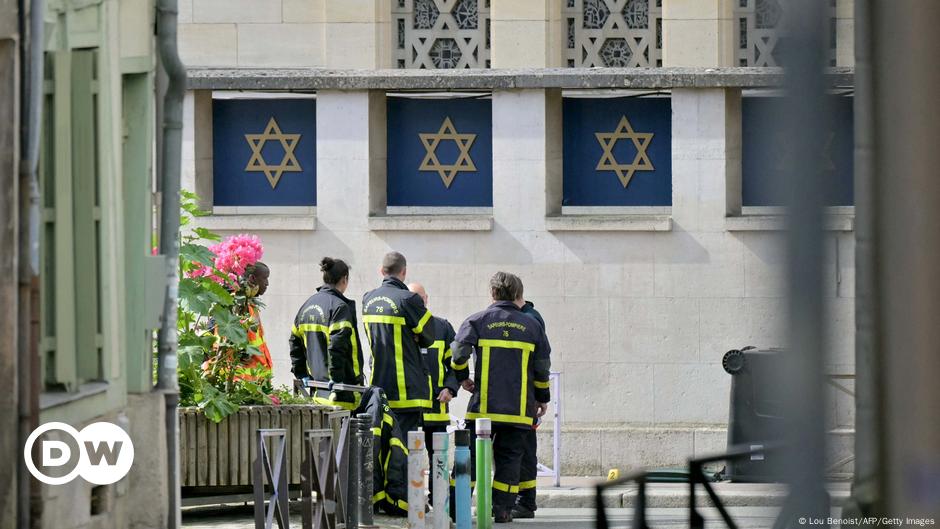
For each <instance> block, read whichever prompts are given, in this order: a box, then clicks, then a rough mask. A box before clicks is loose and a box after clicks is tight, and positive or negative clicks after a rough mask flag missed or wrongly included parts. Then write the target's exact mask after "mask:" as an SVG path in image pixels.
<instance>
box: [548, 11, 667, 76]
mask: <svg viewBox="0 0 940 529" xmlns="http://www.w3.org/2000/svg"><path fill="white" fill-rule="evenodd" d="M564 6H565V7H564V19H565V31H566V32H567V35H566V37H567V38H566V42H567V47H566V50H565V55H566V60H567V64H568V66H569V67H575V68H591V67H595V66H605V67H630V66H662V0H565V4H564Z"/></svg>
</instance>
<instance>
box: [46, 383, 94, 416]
mask: <svg viewBox="0 0 940 529" xmlns="http://www.w3.org/2000/svg"><path fill="white" fill-rule="evenodd" d="M107 391H108V383H107V382H88V383H85V384H82V385H81V386H79V387H78V390H77V391H73V392H65V391H43V392H42V393H40V394H39V409H40V410H47V409H49V408H54V407H56V406H62V405H64V404H68V403H70V402H75V401H77V400H81V399H85V398H88V397H91V396H94V395H101V394H104V393H106V392H107Z"/></svg>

☆ ☆ ☆ ☆

• **Task objective**:
Copy all the entries above exactly as they stand, except for the pictures.

• **Problem solution**:
For each <instance> block, read whichever prompts are given, in this order: a box, then clicks, then a rough mask. A box before clicks is loose and a box after clicks is tight, and positive or negative clicks after a rough mask flag missed or wrongly included parts. Then write the target's exact mask after "mask:" as an SVG path in image pixels.
<instance>
box: [548, 11, 667, 76]
mask: <svg viewBox="0 0 940 529" xmlns="http://www.w3.org/2000/svg"><path fill="white" fill-rule="evenodd" d="M564 6H565V7H564V19H565V31H566V32H567V35H566V37H567V38H566V42H567V47H566V50H565V55H566V60H567V64H568V66H569V67H575V68H591V67H595V66H605V67H630V66H662V0H565V4H564Z"/></svg>
</instance>
<instance>
box: [46, 383, 94, 416]
mask: <svg viewBox="0 0 940 529" xmlns="http://www.w3.org/2000/svg"><path fill="white" fill-rule="evenodd" d="M107 391H108V383H107V382H88V383H85V384H82V385H81V386H79V387H78V390H77V391H73V392H65V391H43V392H42V393H40V394H39V409H40V410H47V409H49V408H54V407H56V406H62V405H64V404H68V403H70V402H75V401H77V400H81V399H85V398H88V397H91V396H94V395H101V394H104V393H106V392H107Z"/></svg>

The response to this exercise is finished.